Entries from a pointing dataset
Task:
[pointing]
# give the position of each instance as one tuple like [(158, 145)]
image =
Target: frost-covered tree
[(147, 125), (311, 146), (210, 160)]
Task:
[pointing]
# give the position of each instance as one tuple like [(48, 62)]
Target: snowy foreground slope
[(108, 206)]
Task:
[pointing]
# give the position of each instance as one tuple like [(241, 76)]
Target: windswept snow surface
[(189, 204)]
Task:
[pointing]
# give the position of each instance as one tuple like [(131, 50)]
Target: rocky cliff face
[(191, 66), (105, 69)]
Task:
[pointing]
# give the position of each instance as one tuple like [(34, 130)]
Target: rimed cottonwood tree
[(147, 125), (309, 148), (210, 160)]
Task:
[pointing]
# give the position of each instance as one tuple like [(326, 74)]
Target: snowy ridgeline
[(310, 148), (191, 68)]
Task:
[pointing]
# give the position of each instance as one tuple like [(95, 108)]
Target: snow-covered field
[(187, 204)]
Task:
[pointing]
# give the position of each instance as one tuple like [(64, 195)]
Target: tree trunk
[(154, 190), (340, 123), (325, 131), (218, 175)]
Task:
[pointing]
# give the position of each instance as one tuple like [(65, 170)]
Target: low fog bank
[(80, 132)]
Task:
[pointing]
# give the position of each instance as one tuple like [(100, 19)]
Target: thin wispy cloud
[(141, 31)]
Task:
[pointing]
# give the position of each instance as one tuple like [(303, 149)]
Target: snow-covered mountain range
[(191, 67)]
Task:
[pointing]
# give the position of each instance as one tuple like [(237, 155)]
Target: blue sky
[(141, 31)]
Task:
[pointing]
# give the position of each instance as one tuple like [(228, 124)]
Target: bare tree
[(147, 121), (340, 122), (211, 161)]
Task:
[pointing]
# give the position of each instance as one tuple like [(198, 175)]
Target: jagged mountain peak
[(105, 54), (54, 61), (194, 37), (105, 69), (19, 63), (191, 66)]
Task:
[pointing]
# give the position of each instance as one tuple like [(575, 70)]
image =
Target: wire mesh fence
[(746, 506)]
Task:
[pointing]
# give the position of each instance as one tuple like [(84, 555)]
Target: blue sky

WHAT YOU NEED TO DO> Put every line of the records above into a numbered list, omitting any blank lines.

SOLUTION TO THIS PROBLEM>
1. Task:
2. [pointing]
3. # give the position of each instance as one tuple like [(158, 145)]
4. image =
5. Target: frost-covered tree
6. [(147, 125), (311, 146), (210, 160)]
7. Task:
8. [pointing]
9. # give the position of each instance as one tuple like [(48, 62)]
10. Target: snowy foreground slope
11. [(108, 206)]
12. Task:
13. [pointing]
14. # give the position of each instance as one tuple like [(241, 76)]
15. Target: windswept snow surface
16. [(189, 204)]
17. Task:
18. [pointing]
19. # give the position of each instance as one tuple like [(131, 50)]
20. Target: rocky cliff face
21. [(191, 66), (105, 69)]
22. Task:
23. [pointing]
24. # give the position of each instance as one tuple like [(34, 130)]
25. Target: rimed cottonwood tree
26. [(147, 125), (309, 148), (210, 160)]
27. Task:
28. [pointing]
29. # give the position of each instance as one tuple like [(326, 74)]
30. Target: snowy ridgeline
31. [(310, 148), (191, 68)]
32. Task:
33. [pointing]
34. # give the position of each instance as one tuple like [(95, 108)]
35. Target: snow-covered field
36. [(187, 204)]
37. Task:
38. [pointing]
39. # give the position of each instance as one tuple like [(64, 195)]
40. Target: tree trunk
41. [(154, 190), (340, 123), (325, 131), (218, 175)]
42. Task:
43. [pointing]
44. # give the position of each instance as one tuple like [(65, 170)]
45. Target: low fog bank
46. [(80, 132)]
47. Task:
48. [pointing]
49. # give the position of each instance as one tuple like [(100, 19)]
50. Target: thin wispy cloud
51. [(141, 31)]
52. Task:
53. [pointing]
54. # give the position of each instance as one tuple like [(303, 149)]
55. Target: snow-covered mountain range
56. [(191, 67)]
57. Task:
58. [pointing]
59. # give the position of each instance as one tuple like [(237, 155)]
60. Target: blue sky
61. [(141, 31)]
62. Task:
63. [pointing]
64. # give the position of each instance as one tuple like [(228, 124)]
65. Target: bare tree
66. [(147, 121), (340, 122), (211, 161)]
67. Task:
68. [pointing]
69. # give the position of each instance as one tuple like [(198, 175)]
70. Target: jagged mountain peak
71. [(105, 54), (54, 61), (194, 37), (105, 69), (19, 63), (191, 66)]
72. Task:
73. [pointing]
74. # give the position of each instance as one tuple like [(575, 70)]
75. image =
76. Target: wire mesh fence
77. [(746, 506)]
78. Task:
79. [pointing]
80. # give the position of each instance as one tuple like [(84, 555)]
81. Target: blue sky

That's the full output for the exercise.